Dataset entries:
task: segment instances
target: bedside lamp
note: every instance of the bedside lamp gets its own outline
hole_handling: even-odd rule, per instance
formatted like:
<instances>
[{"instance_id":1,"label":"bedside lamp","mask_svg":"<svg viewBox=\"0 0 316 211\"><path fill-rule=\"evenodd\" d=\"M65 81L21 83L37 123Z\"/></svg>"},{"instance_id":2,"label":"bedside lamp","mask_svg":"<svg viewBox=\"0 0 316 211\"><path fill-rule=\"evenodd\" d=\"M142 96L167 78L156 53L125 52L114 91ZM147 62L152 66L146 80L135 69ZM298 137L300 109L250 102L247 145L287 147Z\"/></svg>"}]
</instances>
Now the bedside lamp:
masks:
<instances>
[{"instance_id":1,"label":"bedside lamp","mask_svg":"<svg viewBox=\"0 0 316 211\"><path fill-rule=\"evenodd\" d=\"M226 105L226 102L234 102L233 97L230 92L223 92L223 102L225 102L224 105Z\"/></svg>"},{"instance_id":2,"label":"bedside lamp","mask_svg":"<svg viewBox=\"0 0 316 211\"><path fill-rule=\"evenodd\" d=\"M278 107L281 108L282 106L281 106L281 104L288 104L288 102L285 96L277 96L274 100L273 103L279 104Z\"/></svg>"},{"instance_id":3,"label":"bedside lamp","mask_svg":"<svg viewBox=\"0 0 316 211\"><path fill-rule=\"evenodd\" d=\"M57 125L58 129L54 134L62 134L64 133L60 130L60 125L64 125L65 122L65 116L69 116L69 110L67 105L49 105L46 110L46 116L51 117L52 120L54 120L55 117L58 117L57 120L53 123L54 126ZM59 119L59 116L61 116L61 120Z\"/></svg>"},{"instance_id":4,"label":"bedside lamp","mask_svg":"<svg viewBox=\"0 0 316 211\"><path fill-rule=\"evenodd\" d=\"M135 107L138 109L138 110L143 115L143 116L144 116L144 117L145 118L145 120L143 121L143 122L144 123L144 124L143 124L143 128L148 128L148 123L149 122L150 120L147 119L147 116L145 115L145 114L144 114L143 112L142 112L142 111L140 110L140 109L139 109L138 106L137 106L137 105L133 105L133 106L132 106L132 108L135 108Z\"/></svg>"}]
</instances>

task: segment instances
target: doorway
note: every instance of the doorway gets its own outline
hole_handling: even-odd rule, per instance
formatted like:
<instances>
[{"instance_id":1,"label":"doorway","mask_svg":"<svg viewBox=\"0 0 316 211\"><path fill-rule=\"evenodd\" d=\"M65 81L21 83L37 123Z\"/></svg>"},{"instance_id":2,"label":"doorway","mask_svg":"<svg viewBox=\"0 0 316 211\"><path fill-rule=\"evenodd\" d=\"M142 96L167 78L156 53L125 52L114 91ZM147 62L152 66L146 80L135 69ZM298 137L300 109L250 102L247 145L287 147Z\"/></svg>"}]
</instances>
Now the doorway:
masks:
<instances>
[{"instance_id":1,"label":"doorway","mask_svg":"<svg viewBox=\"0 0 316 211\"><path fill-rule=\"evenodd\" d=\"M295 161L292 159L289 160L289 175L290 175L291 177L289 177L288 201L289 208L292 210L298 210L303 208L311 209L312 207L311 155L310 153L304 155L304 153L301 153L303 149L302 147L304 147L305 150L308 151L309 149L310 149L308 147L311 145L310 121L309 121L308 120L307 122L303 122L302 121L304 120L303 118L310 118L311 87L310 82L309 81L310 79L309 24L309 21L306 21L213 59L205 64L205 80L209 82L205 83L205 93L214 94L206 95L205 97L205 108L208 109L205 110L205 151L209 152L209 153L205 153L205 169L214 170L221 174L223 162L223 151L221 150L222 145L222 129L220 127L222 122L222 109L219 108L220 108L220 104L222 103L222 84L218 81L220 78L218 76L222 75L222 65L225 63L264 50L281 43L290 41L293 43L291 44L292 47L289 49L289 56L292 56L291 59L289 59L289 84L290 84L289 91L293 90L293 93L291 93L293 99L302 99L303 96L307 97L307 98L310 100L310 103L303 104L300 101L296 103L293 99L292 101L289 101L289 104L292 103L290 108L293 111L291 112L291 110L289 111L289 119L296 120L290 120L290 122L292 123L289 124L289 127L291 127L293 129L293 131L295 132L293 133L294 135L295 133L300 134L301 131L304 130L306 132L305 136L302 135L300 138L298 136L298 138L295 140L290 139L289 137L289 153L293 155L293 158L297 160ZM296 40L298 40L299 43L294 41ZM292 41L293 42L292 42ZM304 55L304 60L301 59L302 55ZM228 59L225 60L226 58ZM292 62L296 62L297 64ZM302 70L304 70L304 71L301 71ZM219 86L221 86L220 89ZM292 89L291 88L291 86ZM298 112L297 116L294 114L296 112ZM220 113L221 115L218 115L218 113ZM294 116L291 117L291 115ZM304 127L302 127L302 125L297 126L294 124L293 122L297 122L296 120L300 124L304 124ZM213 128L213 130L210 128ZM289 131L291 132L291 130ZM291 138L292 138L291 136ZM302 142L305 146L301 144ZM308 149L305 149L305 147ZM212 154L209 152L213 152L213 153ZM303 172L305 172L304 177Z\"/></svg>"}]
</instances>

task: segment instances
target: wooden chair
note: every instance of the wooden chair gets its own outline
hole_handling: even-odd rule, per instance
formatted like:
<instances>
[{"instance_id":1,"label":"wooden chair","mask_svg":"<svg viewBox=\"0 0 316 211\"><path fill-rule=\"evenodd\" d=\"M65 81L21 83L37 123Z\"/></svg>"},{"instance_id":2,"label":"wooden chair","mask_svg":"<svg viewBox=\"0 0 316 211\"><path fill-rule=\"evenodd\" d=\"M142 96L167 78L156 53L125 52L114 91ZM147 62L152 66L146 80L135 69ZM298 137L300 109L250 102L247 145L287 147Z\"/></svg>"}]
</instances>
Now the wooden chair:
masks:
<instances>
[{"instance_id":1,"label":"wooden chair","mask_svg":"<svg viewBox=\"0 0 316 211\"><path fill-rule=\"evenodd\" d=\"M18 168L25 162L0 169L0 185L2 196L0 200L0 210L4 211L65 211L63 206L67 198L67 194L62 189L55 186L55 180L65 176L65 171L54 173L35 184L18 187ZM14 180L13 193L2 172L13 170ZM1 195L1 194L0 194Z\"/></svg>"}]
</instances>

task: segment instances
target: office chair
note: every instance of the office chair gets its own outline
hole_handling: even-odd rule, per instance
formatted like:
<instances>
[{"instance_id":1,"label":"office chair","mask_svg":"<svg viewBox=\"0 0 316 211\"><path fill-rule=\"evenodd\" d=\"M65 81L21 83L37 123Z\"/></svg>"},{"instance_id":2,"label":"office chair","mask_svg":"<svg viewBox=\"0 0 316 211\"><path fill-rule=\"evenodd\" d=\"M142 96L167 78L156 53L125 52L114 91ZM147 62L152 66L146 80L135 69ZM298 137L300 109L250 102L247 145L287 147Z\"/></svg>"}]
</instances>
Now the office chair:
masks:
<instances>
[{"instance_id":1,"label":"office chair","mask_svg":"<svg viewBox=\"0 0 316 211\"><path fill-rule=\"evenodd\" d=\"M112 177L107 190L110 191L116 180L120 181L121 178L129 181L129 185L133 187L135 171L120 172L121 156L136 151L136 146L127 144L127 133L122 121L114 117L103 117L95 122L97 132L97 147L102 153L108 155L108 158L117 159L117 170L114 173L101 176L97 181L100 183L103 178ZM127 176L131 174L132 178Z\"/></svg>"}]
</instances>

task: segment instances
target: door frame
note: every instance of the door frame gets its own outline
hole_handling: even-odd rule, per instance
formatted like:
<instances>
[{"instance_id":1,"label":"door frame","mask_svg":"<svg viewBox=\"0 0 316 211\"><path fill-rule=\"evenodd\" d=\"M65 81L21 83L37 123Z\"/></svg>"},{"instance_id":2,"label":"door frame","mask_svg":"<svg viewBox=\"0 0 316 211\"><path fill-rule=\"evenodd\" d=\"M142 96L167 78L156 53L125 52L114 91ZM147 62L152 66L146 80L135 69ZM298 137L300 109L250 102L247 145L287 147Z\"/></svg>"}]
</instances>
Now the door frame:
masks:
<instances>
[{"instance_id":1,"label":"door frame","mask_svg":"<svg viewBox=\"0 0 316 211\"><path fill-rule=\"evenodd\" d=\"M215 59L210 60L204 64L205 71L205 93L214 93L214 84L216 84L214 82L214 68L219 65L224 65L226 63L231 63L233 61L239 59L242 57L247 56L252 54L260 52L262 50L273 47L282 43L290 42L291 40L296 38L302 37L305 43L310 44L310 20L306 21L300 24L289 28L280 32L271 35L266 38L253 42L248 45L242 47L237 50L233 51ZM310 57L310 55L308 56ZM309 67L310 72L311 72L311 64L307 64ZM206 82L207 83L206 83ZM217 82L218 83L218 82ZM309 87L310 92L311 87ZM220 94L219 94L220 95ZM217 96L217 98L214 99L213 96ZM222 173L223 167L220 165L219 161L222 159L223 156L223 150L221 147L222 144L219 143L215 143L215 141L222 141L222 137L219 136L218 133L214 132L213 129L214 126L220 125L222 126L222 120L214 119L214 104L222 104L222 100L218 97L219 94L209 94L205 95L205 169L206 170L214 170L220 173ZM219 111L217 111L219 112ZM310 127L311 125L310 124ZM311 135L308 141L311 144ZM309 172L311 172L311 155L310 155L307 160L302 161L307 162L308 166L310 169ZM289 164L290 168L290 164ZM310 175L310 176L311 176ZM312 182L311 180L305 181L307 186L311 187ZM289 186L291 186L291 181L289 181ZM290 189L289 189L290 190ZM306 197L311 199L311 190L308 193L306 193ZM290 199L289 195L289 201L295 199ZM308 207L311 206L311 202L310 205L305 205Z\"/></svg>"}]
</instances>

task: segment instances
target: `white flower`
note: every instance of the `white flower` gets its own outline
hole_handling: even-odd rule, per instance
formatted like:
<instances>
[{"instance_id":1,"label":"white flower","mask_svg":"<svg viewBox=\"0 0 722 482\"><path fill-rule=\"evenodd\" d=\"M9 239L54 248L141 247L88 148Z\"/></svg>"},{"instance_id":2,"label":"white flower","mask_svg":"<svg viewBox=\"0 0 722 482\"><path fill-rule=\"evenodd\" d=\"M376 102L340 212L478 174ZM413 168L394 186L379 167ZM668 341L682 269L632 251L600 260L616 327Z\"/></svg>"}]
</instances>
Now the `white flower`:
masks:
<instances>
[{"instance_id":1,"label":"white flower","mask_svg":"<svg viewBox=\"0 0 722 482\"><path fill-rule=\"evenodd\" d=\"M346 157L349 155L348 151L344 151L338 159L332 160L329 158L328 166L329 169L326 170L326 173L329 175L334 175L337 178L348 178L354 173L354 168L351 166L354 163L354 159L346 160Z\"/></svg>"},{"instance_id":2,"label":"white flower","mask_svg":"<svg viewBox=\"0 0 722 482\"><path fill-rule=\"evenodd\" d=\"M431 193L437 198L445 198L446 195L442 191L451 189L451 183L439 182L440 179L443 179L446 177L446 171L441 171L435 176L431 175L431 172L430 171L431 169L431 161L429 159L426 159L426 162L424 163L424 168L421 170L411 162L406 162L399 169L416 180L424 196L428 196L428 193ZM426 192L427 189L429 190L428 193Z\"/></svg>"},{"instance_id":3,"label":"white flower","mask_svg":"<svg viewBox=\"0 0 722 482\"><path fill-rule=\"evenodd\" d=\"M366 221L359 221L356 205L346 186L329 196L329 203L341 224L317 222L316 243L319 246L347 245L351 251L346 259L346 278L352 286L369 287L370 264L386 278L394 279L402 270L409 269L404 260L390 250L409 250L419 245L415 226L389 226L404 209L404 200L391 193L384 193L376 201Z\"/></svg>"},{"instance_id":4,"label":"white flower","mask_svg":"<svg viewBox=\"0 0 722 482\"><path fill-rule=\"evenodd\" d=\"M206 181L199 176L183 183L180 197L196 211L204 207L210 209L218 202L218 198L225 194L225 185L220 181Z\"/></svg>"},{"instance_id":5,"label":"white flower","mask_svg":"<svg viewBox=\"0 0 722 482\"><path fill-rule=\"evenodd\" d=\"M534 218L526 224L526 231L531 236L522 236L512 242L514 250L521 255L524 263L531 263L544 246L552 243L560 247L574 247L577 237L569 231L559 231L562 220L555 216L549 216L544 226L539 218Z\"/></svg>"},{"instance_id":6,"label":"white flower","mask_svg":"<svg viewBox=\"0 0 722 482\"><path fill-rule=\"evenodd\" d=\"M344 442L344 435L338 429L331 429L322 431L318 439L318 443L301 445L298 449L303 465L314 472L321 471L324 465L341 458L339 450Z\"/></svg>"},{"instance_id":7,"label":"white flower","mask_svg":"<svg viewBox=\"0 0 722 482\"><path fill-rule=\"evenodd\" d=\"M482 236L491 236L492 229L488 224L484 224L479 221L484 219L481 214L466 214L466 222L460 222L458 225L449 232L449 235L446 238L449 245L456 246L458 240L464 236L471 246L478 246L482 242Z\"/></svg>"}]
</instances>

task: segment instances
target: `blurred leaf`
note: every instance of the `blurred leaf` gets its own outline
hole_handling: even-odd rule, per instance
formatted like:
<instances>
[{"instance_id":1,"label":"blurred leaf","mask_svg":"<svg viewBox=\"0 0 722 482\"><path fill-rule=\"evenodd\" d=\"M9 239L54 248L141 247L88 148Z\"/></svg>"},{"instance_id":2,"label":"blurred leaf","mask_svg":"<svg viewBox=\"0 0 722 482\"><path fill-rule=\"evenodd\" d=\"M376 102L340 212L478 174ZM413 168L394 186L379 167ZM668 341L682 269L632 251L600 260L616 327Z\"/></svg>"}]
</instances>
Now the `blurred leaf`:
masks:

▶ [Task goal] How many lines in the data above contain the string "note"? Case counts, so reply with the number alone.

▶ [Task result] 7